Problem details:
Please copy word for word the part of the passage about Cooper that begins at the words "Cooper joined The" and stops after "Bishop Charles Grahmann.".

Exercise passage:
=== Section Start ===

Cooper was the president of the Dallas Market Center from 1969 to 1982. In those 25 years, the Dallas Market Center grew from a single building with less than 100000 sqft to 7200000 sqft complex of six buildings and a 1,000-room hotel according to the newspaper. Cooper is credited for the use of The Dallas Market Center Apparel Mart as "Great Hall" in the film Logan's Run (1975).

==Frontiers of Flight Museum==
In November 1988, Cooper, Kay Bailey Hutchison and Jan Collmer founded the Frontiers of Flight Museum in Dallas, Texas. Originally located within a terminal at Dallas Love Field, the museum now occupies a 100000 sqft building at the Southeast corner of Love Field on Lemmon Avenue.

George E. Haddaway, aviation historian, promoted the founding of the museum subsequent to donation of his extensive personal collection of aviation history books, journals, photographs and archives to the University of Texas at Dallas as the nucleus of one of the world's finest aviation collections, the History of Aviation Collection.

The museum is now home to an extensive collection of artifacts as well as a cross-section of private, commercial, military and aerospace vehicles.

==Dallas-Fort Worth International Airport==
Cooper played a prominent role in D/FW Airport from its inception. In 1986 he was named to the airport's board of directors and was board chairman from 1991 to 1993.

He was past Chairman of the DFW International Airport and past Chairman of the Dallas Council on World Affairs and a dozen other civic and professional organizations.

== Civic Activities==
Cooper served on the City of Dallas Economic Advisory Board and as Chairman of various Dallas Chamber of Commerce and Dallas Citizens Council Committees. He served as National Chairman of the Export Expansion Council, President of the Hope Cottage Children's Bureau, Chairman of the North Texas Commission Aviation Council and Director of the Better Business Bureau, Dallas County Community College District, University of Texas Southwestern Medical Center, Parkland Foundation, St. Paul Hospital Foundation and
many other such organizations.

Cooper established The Mary E. Mancini Award to recognize excellence in nursing and with his wife, Suzanne, established The Sue and Bill Cooper Cardiac Rehabilitation Center.

Cooper joined The Rotary Club of Dallas on July 9, 1962 and served on many committees and hosted many Rotary events such as the 1967 District Conference as well as the 1982 RI Convention in Dallas. He was elected President of The Rotary Club of Dallas in June 1973. April 2008

Cooper was also active in the Catholic lay community. The Jesuit Foundation named him as the 1991 recipient of The Patrick H. Koch, S.J. Award, given to an individual, couple or group "that exemplify the Jesuit spirit of service to others." In 2004, he was part of a group demanding the resignation of Dallas Bishop Charles Grahmann.

=== Section End ===

Data listing:

=== Section Start ===

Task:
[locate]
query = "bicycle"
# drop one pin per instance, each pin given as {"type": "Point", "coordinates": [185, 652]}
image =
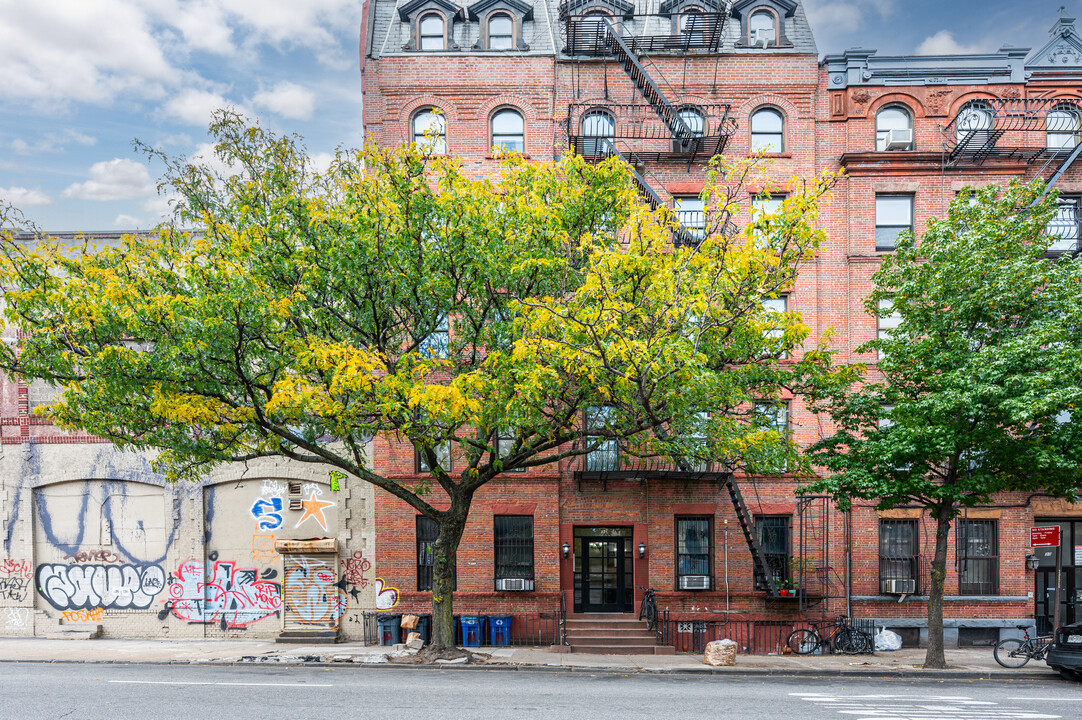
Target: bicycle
{"type": "Point", "coordinates": [1014, 653]}
{"type": "Point", "coordinates": [648, 610]}
{"type": "Point", "coordinates": [838, 636]}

=== Section End ===

Solved problem:
Cooper joined The Rotary Club of Dallas on July 9, 1962 and served on many committees and hosted many Rotary events such as the 1967 District Conference as well as the 1982 RI Convention in Dallas. He was elected President of The Rotary Club of Dallas in June 1973. April 2008

Cooper was also active in the Catholic lay community. The Jesuit Foundation named him as the 1991 recipient of The Patrick H. Koch, S.J. Award, given to an individual, couple or group "that exemplify the Jesuit spirit of service to others." In 2004, he was part of a group demanding the resignation of Dallas Bishop Charles Grahmann.